> TASKS FOR THIS EXERCISE:
- 1) From the time-nuts forum thread, echo the stretch from "On 27 Dec, 2012, at" through "is much larger.".
- 2) According to the time-nuts forum thread, how long does a signal from a GPS satellite take to reach the ground?
- 3) Write the next part of the time-nuts forum thread on switch timing, picking up after its final sentence.

[time-nuts] clock-block any need ?

Fri Dec 28 19:54:53 UTC 2012

On 27 Dec, 2012, at 11:28 , Attila Kinali <attila at kinali.ch> wrote:
> On Thu, 27 Dec 2012 10:55:12 -0800
> Dennis Ferguson <dennis.c.ferguson at gmail.com> wrote:
> 
>> I don't think I buy this.  It takes 70 milliseconds for a signal
>> transmitted from a GPS satellite to be received on the ground, but
>> we don't use this fact to argue that sub-70 ms timing from GPS is
>> not possible.  If you have a network of high-bandwidth routers and
>> switches doing forwarding in hardware, and carrying no traffic other
>> than the packets you are timing (I have access to lab setups that
>> can meet this description) you can observe packet delivery times that
>> are stable at well under the microsecond level even though the total
>> time required to deliver a packet is much larger.
> 
> I'm not sure about this. Knowing about how switches work internally,
> i'd guess they have "jitter" of something in the range of 1-10us, but
> i've never done any measurements. Have you any hard numbers?

I've measured it for large routers, but the numbers are not mine.  In
a former life I helped design forwarding path ASICs.

> ENTRIES SHOWN:
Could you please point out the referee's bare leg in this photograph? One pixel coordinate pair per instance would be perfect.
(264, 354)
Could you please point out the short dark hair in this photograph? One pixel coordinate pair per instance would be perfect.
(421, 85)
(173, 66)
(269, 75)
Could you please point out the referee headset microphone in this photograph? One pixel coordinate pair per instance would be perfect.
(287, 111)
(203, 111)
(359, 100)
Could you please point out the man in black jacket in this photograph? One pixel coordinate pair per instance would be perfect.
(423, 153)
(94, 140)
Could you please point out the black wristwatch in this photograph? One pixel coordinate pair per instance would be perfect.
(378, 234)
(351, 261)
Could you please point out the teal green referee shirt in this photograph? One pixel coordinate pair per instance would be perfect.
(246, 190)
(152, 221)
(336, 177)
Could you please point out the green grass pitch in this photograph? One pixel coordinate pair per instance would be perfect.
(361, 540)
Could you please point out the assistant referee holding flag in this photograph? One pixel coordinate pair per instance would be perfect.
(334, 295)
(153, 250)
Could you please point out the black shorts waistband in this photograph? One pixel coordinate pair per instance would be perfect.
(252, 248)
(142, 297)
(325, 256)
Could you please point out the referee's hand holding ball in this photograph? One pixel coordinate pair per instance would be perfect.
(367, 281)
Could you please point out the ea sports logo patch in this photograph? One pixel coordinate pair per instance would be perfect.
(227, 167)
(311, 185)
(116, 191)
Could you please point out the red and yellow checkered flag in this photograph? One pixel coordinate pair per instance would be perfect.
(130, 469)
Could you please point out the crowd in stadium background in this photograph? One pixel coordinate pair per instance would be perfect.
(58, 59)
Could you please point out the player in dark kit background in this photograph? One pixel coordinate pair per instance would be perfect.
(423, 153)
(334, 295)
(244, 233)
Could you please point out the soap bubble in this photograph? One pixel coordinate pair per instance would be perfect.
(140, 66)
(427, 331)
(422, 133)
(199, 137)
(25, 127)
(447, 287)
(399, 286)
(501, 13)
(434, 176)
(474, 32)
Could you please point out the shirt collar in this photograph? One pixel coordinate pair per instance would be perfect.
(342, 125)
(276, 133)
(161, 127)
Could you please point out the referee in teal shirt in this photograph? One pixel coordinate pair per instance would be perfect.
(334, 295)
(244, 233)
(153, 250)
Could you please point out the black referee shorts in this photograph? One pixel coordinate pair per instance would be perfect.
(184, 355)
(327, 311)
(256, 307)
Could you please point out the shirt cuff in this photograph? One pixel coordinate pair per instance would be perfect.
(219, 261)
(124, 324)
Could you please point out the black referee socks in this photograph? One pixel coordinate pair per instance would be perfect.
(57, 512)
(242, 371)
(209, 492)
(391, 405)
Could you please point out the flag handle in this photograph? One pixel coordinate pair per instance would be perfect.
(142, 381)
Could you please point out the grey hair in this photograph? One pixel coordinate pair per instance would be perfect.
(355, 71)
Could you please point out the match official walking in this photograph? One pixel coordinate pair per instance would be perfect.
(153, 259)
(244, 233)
---
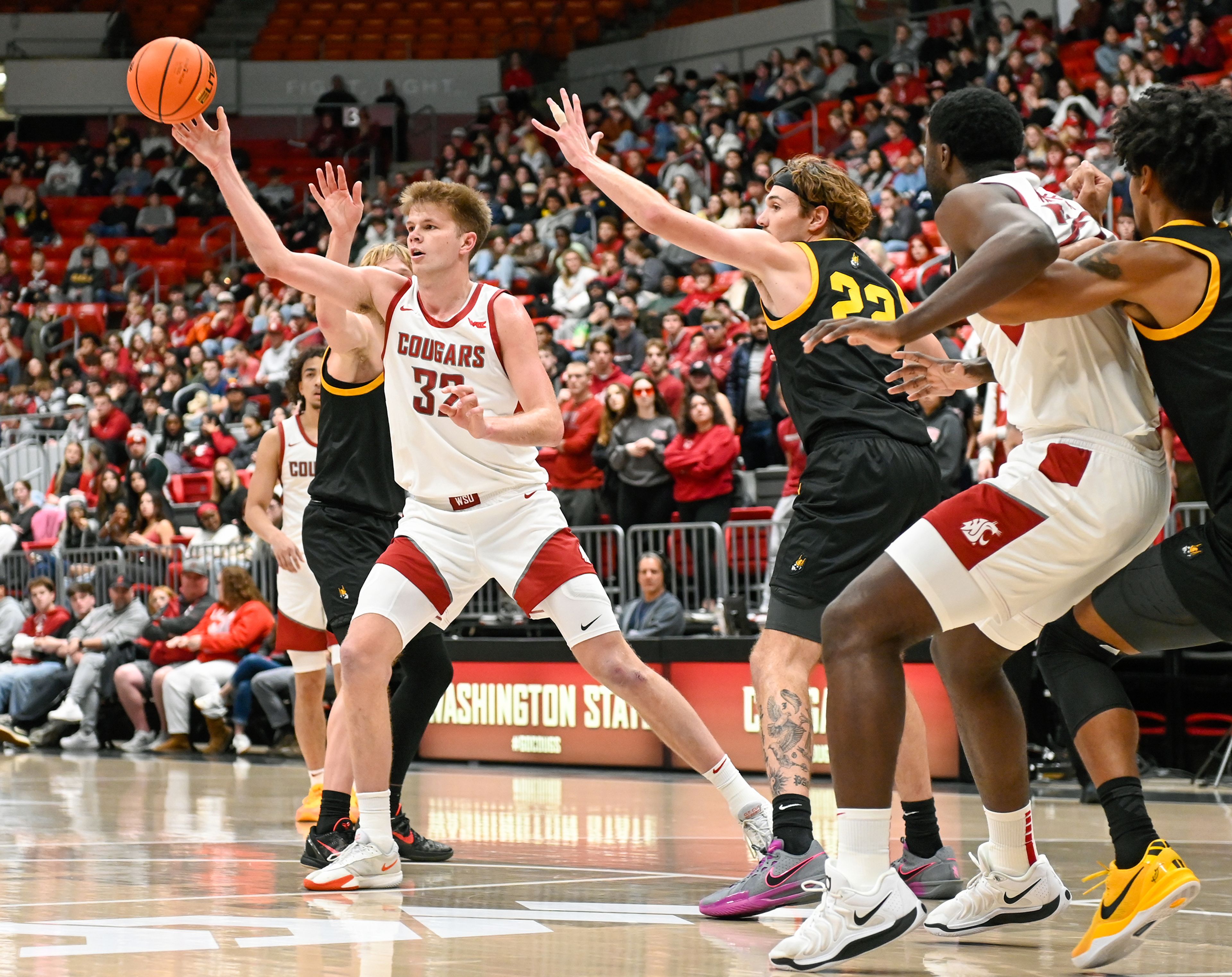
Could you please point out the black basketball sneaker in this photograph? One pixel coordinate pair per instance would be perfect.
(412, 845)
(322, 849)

> THE REPLIES:
- 1)
On 27 Dec, 2012, at 11:28 , Attila Kinali <attila at kinali.ch> wrote:
> On Thu, 27 Dec 2012 10:55:12 -0800
> Dennis Ferguson <dennis.c.ferguson at gmail.com> wrote:
> 
>> I don't think I buy this.  It takes 70 milliseconds for a signal
>> transmitted from a GPS satellite to be received on the ground, but
>> we don't use this fact to argue that sub-70 ms timing from GPS is
>> not possible.  If you have a network of high-bandwidth routers and
>> switches doing forwarding in hardware, and carrying no traffic other
>> than the packets you are timing (I have access to lab setups that
>> can meet this description) you can observe packet delivery times that
>> are stable at well under the microsecond level even though the total
>> time required to deliver a packet is much larger.

- 2) 70 milliseconds.

- 3)
I'm interested in what that guess is based on, however, since I can't
imagine where 1-10us of self-generated jitter from an ethernet switch
would come from, if not from competing traffic.  A well-spec'd piece of
silicon to handle 20 Gbps of full-duplex bandwidth needs to be capable
of processing about 40 million packet arrivals per second, or about
one packet every 25 ns.  That's pretty much what is needed to build
a good ~$200, 24 port gigabit ethernet switch. The cheapest hardware
forwarding path to implement, which is generally what you'll find in
there, is a fixed processing pipeline (or pipelines) that takes packets
in at the required rate and spits out the results at that rate delayed by
N chip clock cycles; N might be large (but not too large; N tells you
how many packets it needs to be able to have in process simultaneously
and it is cheaper in logic if you can minimize that number) but it is a
constant.  Your jitter estimate implies that such a switch, even when
not occupied with other traffic, will either sometimes leave a packet
sitting around for between 40 and 400 packet arrival times before getting
around to doing something with it, or else will sometimes do between 40
and 400 packet arrival times worth of extra work to forward the thing.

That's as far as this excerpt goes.